### Exercise brief
Pick out every line below that contains the word "tall", and copy each of those lines.

Entries from an annotation dataset
━━━━━━━━━━━━━━━━━━━━━━━━━━━━━━

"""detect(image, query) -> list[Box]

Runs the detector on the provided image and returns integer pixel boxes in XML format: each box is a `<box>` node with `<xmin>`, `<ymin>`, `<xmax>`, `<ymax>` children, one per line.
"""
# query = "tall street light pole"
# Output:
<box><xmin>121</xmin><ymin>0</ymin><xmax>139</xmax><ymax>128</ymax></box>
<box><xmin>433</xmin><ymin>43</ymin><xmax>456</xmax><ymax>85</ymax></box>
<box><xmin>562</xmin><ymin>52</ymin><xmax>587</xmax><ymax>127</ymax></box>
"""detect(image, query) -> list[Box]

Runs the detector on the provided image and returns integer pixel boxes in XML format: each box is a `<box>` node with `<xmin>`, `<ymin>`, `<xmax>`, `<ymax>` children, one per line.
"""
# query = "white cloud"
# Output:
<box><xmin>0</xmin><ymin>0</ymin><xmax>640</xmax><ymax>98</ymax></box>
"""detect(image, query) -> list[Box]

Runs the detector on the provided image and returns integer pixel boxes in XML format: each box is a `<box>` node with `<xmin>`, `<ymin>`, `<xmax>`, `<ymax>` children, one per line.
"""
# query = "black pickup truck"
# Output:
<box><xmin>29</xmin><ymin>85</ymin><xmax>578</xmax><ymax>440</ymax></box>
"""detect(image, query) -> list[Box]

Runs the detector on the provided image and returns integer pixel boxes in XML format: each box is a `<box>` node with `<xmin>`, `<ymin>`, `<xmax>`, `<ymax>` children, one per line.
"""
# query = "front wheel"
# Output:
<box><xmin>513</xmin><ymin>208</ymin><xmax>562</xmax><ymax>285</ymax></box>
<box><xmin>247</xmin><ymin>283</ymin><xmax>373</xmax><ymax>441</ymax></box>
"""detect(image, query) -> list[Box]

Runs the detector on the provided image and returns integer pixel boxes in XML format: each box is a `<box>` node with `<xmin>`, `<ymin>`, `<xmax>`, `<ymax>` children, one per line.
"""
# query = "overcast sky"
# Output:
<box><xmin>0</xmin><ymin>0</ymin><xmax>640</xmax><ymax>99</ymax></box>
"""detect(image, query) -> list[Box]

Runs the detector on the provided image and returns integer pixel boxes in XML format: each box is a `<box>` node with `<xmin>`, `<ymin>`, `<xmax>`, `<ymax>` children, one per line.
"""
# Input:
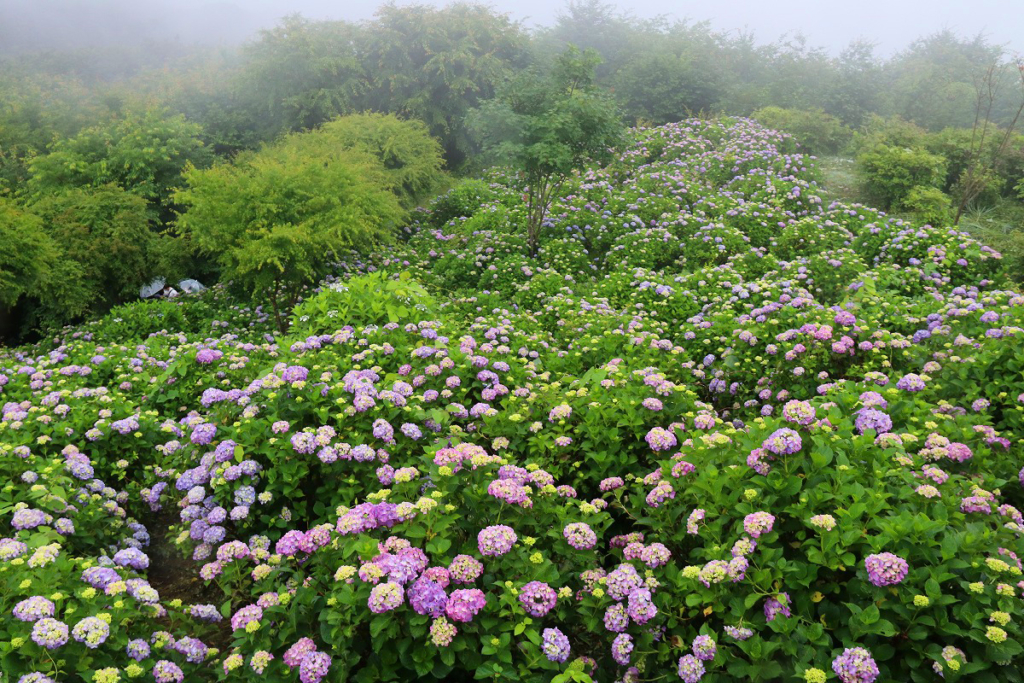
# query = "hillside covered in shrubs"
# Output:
<box><xmin>6</xmin><ymin>119</ymin><xmax>1024</xmax><ymax>683</ymax></box>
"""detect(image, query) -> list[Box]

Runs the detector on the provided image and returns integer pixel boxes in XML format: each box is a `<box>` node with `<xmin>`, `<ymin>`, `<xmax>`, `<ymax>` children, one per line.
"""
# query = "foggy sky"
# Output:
<box><xmin>0</xmin><ymin>0</ymin><xmax>1024</xmax><ymax>56</ymax></box>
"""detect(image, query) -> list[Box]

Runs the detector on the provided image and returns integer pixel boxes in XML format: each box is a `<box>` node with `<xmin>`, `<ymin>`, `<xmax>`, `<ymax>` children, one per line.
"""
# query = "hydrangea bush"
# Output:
<box><xmin>0</xmin><ymin>119</ymin><xmax>1024</xmax><ymax>683</ymax></box>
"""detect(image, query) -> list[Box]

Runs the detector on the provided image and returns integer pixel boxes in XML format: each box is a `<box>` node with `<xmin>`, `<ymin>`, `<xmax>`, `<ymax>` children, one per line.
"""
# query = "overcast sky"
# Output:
<box><xmin>0</xmin><ymin>0</ymin><xmax>1024</xmax><ymax>55</ymax></box>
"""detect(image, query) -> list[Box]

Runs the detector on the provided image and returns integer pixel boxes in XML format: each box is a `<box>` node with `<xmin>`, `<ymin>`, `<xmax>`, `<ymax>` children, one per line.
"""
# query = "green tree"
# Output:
<box><xmin>472</xmin><ymin>46</ymin><xmax>623</xmax><ymax>254</ymax></box>
<box><xmin>753</xmin><ymin>106</ymin><xmax>853</xmax><ymax>155</ymax></box>
<box><xmin>231</xmin><ymin>14</ymin><xmax>367</xmax><ymax>140</ymax></box>
<box><xmin>32</xmin><ymin>183</ymin><xmax>160</xmax><ymax>325</ymax></box>
<box><xmin>0</xmin><ymin>197</ymin><xmax>60</xmax><ymax>308</ymax></box>
<box><xmin>175</xmin><ymin>130</ymin><xmax>404</xmax><ymax>332</ymax></box>
<box><xmin>612</xmin><ymin>50</ymin><xmax>720</xmax><ymax>125</ymax></box>
<box><xmin>362</xmin><ymin>3</ymin><xmax>527</xmax><ymax>167</ymax></box>
<box><xmin>27</xmin><ymin>109</ymin><xmax>211</xmax><ymax>221</ymax></box>
<box><xmin>857</xmin><ymin>144</ymin><xmax>946</xmax><ymax>210</ymax></box>
<box><xmin>293</xmin><ymin>114</ymin><xmax>444</xmax><ymax>209</ymax></box>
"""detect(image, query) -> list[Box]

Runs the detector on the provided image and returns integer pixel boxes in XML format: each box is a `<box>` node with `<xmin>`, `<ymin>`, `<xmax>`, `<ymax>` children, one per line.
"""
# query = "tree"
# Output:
<box><xmin>175</xmin><ymin>126</ymin><xmax>404</xmax><ymax>332</ymax></box>
<box><xmin>293</xmin><ymin>114</ymin><xmax>444</xmax><ymax>209</ymax></box>
<box><xmin>613</xmin><ymin>50</ymin><xmax>719</xmax><ymax>125</ymax></box>
<box><xmin>230</xmin><ymin>14</ymin><xmax>367</xmax><ymax>140</ymax></box>
<box><xmin>0</xmin><ymin>197</ymin><xmax>60</xmax><ymax>307</ymax></box>
<box><xmin>471</xmin><ymin>46</ymin><xmax>623</xmax><ymax>254</ymax></box>
<box><xmin>362</xmin><ymin>3</ymin><xmax>527</xmax><ymax>167</ymax></box>
<box><xmin>27</xmin><ymin>109</ymin><xmax>211</xmax><ymax>221</ymax></box>
<box><xmin>32</xmin><ymin>183</ymin><xmax>160</xmax><ymax>317</ymax></box>
<box><xmin>953</xmin><ymin>60</ymin><xmax>1024</xmax><ymax>225</ymax></box>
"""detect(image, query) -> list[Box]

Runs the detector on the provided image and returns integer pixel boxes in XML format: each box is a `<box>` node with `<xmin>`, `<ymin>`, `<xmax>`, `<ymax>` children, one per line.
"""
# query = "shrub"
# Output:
<box><xmin>900</xmin><ymin>185</ymin><xmax>951</xmax><ymax>225</ymax></box>
<box><xmin>751</xmin><ymin>106</ymin><xmax>853</xmax><ymax>155</ymax></box>
<box><xmin>857</xmin><ymin>144</ymin><xmax>946</xmax><ymax>209</ymax></box>
<box><xmin>175</xmin><ymin>131</ymin><xmax>403</xmax><ymax>331</ymax></box>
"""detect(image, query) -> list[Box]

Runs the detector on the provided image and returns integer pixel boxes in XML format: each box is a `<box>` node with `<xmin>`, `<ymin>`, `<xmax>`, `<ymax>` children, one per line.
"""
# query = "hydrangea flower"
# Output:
<box><xmin>833</xmin><ymin>647</ymin><xmax>879</xmax><ymax>683</ymax></box>
<box><xmin>864</xmin><ymin>553</ymin><xmax>910</xmax><ymax>586</ymax></box>
<box><xmin>542</xmin><ymin>629</ymin><xmax>569</xmax><ymax>663</ymax></box>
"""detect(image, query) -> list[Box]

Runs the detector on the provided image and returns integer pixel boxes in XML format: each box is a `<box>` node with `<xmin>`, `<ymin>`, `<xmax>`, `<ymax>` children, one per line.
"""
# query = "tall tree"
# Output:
<box><xmin>471</xmin><ymin>46</ymin><xmax>623</xmax><ymax>253</ymax></box>
<box><xmin>362</xmin><ymin>3</ymin><xmax>527</xmax><ymax>167</ymax></box>
<box><xmin>175</xmin><ymin>118</ymin><xmax>417</xmax><ymax>332</ymax></box>
<box><xmin>27</xmin><ymin>109</ymin><xmax>211</xmax><ymax>221</ymax></box>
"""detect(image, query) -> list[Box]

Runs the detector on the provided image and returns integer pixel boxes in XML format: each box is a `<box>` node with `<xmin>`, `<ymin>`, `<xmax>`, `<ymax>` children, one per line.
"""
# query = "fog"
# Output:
<box><xmin>0</xmin><ymin>0</ymin><xmax>1024</xmax><ymax>55</ymax></box>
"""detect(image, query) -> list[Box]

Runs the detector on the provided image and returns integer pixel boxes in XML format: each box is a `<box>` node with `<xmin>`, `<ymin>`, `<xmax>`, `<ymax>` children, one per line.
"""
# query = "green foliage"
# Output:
<box><xmin>228</xmin><ymin>14</ymin><xmax>367</xmax><ymax>140</ymax></box>
<box><xmin>613</xmin><ymin>50</ymin><xmax>721</xmax><ymax>125</ymax></box>
<box><xmin>290</xmin><ymin>270</ymin><xmax>437</xmax><ymax>339</ymax></box>
<box><xmin>429</xmin><ymin>178</ymin><xmax>495</xmax><ymax>227</ymax></box>
<box><xmin>26</xmin><ymin>109</ymin><xmax>211</xmax><ymax>220</ymax></box>
<box><xmin>32</xmin><ymin>184</ymin><xmax>160</xmax><ymax>325</ymax></box>
<box><xmin>752</xmin><ymin>106</ymin><xmax>853</xmax><ymax>155</ymax></box>
<box><xmin>900</xmin><ymin>185</ymin><xmax>951</xmax><ymax>226</ymax></box>
<box><xmin>471</xmin><ymin>47</ymin><xmax>623</xmax><ymax>253</ymax></box>
<box><xmin>0</xmin><ymin>197</ymin><xmax>60</xmax><ymax>307</ymax></box>
<box><xmin>361</xmin><ymin>2</ymin><xmax>526</xmax><ymax>167</ymax></box>
<box><xmin>175</xmin><ymin>126</ymin><xmax>403</xmax><ymax>329</ymax></box>
<box><xmin>295</xmin><ymin>114</ymin><xmax>444</xmax><ymax>209</ymax></box>
<box><xmin>857</xmin><ymin>144</ymin><xmax>946</xmax><ymax>209</ymax></box>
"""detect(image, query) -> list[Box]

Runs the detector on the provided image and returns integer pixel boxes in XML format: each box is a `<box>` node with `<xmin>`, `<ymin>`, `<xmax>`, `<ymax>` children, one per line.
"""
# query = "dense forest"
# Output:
<box><xmin>0</xmin><ymin>0</ymin><xmax>1024</xmax><ymax>339</ymax></box>
<box><xmin>6</xmin><ymin>0</ymin><xmax>1024</xmax><ymax>683</ymax></box>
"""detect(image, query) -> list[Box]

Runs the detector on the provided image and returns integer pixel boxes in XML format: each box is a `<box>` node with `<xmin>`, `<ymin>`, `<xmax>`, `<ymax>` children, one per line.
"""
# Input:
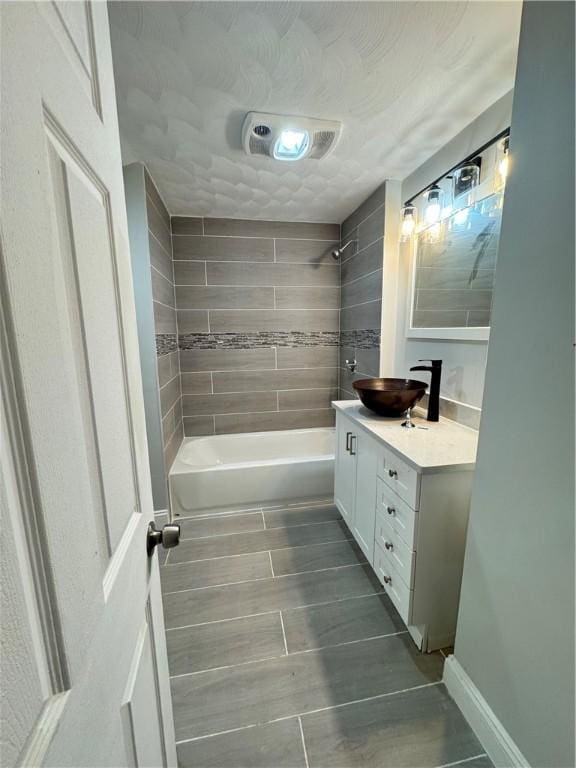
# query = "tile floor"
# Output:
<box><xmin>161</xmin><ymin>504</ymin><xmax>492</xmax><ymax>768</ymax></box>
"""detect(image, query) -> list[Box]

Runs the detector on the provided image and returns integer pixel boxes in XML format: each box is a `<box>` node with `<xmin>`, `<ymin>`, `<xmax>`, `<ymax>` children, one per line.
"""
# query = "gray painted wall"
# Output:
<box><xmin>339</xmin><ymin>183</ymin><xmax>386</xmax><ymax>400</ymax></box>
<box><xmin>144</xmin><ymin>175</ymin><xmax>184</xmax><ymax>476</ymax></box>
<box><xmin>172</xmin><ymin>216</ymin><xmax>340</xmax><ymax>436</ymax></box>
<box><xmin>124</xmin><ymin>163</ymin><xmax>183</xmax><ymax>510</ymax></box>
<box><xmin>455</xmin><ymin>2</ymin><xmax>574</xmax><ymax>768</ymax></box>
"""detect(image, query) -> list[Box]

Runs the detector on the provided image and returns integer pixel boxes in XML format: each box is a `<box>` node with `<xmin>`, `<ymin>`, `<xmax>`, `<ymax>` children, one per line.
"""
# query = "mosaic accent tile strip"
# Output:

━━━━━━━━━━━━━━━━━━━━━━━━━━━━━━

### Finished answer
# query = "tall street light pole"
# query = "tall tree"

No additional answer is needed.